◆ Aim of the exercise ◆
Output the material below unchanged, apart from leaving out the pictures.

◆ Data shown ◆
begin

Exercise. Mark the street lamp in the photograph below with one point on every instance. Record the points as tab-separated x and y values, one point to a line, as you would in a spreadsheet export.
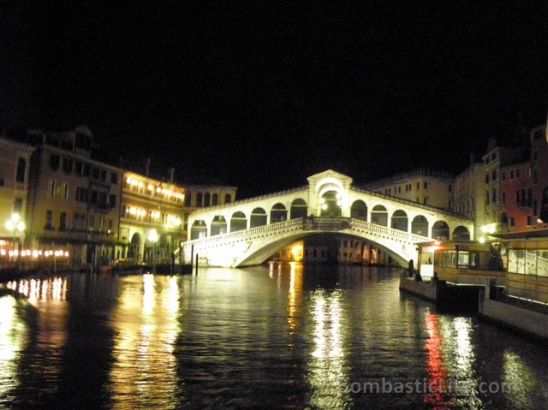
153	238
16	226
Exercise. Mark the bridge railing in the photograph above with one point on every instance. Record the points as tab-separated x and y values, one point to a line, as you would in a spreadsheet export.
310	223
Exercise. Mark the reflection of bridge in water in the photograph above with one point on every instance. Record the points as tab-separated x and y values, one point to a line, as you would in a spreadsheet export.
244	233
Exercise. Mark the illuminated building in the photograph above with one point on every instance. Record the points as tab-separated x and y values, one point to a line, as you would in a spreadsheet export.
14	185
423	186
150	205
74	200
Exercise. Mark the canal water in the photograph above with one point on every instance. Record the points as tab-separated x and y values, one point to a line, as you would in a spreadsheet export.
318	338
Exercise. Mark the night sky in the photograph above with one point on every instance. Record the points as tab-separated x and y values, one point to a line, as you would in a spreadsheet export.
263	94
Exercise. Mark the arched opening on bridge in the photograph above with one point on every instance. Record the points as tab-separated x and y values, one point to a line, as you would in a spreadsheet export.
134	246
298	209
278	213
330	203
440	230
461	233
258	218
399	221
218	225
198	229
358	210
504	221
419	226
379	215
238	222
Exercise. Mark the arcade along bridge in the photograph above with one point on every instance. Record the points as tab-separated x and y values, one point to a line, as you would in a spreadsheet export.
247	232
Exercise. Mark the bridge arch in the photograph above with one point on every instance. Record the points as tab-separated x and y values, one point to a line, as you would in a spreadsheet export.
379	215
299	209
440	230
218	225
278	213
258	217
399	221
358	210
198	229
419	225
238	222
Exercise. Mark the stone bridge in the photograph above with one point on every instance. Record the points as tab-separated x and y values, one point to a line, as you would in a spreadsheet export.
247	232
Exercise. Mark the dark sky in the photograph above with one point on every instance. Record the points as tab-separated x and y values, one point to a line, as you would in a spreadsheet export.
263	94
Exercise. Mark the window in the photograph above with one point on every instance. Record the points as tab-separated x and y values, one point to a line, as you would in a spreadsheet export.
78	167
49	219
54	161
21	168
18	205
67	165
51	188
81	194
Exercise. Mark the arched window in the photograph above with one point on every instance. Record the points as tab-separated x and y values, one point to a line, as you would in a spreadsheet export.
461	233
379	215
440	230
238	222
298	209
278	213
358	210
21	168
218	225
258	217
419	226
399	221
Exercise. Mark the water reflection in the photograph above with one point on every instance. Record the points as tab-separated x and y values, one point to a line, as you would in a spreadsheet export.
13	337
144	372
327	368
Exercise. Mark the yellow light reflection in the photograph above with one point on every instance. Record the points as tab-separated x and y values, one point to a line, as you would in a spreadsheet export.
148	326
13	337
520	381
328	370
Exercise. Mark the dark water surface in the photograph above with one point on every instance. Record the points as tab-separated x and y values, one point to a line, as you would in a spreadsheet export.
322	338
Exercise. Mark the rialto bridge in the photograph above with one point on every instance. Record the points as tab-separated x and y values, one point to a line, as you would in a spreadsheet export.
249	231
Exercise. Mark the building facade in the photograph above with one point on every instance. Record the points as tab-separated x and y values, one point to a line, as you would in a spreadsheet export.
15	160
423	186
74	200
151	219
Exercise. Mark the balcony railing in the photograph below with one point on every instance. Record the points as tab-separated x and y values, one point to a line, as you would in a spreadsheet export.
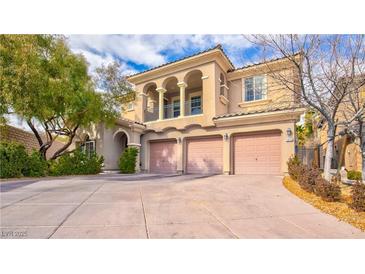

end

◆ The solution ◆
Exercise. Mark the street lamp in the photograph below with one point on every instance. Record the points as tab-separated x and y values, one point to a line, as you would in a spreadsheet export.
153	238
16	226
Exercise. Mark the bridge railing in the photograph above with one point on every instance. Record the points as tab-separated x and y values, one point to a line, as you would in a spreadsheet export.
310	223
Exercise. Mark the reflection of bridge in water in the photograph above with one point on every instance. Record the points as tab-separated x and y values, one point to a line, as you would in a spreadsheet export.
244	233
Exercise. Mark the illuminated building in the photograph above with one point on every instance. Record the points as tab-separated x and y values, one point to a line, as you would in a spreadsheet export.
14	185
423	186
150	205
74	200
Exercise. Mark the canal water in the photograph above with one point on every instance. Record the points as tab-separated x and y values, one point to a line, as you would in a spreadsheet export.
318	338
Exercise. Mark the night sky in the photograph above with one point on every instance. Record the points as tab-separated x and y values, one point to a line, as you would in a spreadsheet export.
263	94
Exercise. Mark the arched opening on bridge in the photograph above with one point on every instance. Record the points as tab-separated x and y values, one point to a line, as you would in a spreadsheet export.
134	246
298	209
278	213
330	203
440	230
461	233
258	218
399	221
218	225
198	229
358	210
504	221
419	226
379	215
238	222
Exercise. Mark the arcade along bridge in the photograph above with one point on every instance. Record the points as tab-separated x and y values, one point to a line, as you would in a spreadsheet export.
247	232
Exercise. Mark the bridge arch in the photograph above with one point on every instance. Record the points as tab-separated x and y values, one point to a line, as you would in a spreadsheet export.
379	215
299	209
440	230
218	225
278	213
258	217
399	221
358	210
198	229
419	225
238	222
Exercise. Mark the stone bridge in the photograph above with one point on every instance. Record the points as tab-separated x and y values, one point to a line, as you would in a spreadsheet export.
247	232
Exercise. Mark the dark sky in the photograph above with one point on every instance. Record the points as tab-separated x and y values, one point to a line, as you would in a spreadsheet export.
263	94
Exercise. Mark the window in the photograph above with one point on every instance. Record the points as tab-separated x and y values, one point to a line, as you would in a spreadsheet export.
78	167
49	219
54	161
21	168
18	205
67	165
51	188
81	194
Exercise. Mark the arched window in the photograph above with one point on every instance. Record the points as tab-separated x and y values, one point to a line, as you would in a spreadsheet export.
461	233
379	215
440	230
238	222
298	209
278	213
358	210
21	168
218	225
258	217
419	226
399	221
Exercise. Mark the water reflection in the photograph above with one point on every instance. Record the points as tab-separated x and y values, one point to a line, as you would in a spreadsheet export.
13	337
144	372
327	368
Exercise. Mark the yellow light reflection in the photograph above with one point on every instance. Record the points as tab-separated x and y values, one point to a line, as you would in a spreadsheet export.
148	326
13	337
520	381
328	370
Exercise. Mark the dark water surface in the photograph above with one point on every instance. Record the points as tab-separated x and y values, one point to a line, as you would in a spreadsheet export.
322	338
Exercise. Mark the rialto bridge in the photograph above with one point on every instance. Record the points as tab-separated x and y values, one point to a line, as you would in a spreadsheet export.
249	231
Exercise. Mark the building facade in the photograph above with one point on every instance. Record the points as tab-separated x and y values, one point to a line, as you would in a spreadsheet export.
15	160
423	186
74	200
151	219
Exercise. Mark the balcony railing in the photograph below with one point on every instance. Record the points as tab-separated x and y values, one point to a line, as you would in a spreadsheet export.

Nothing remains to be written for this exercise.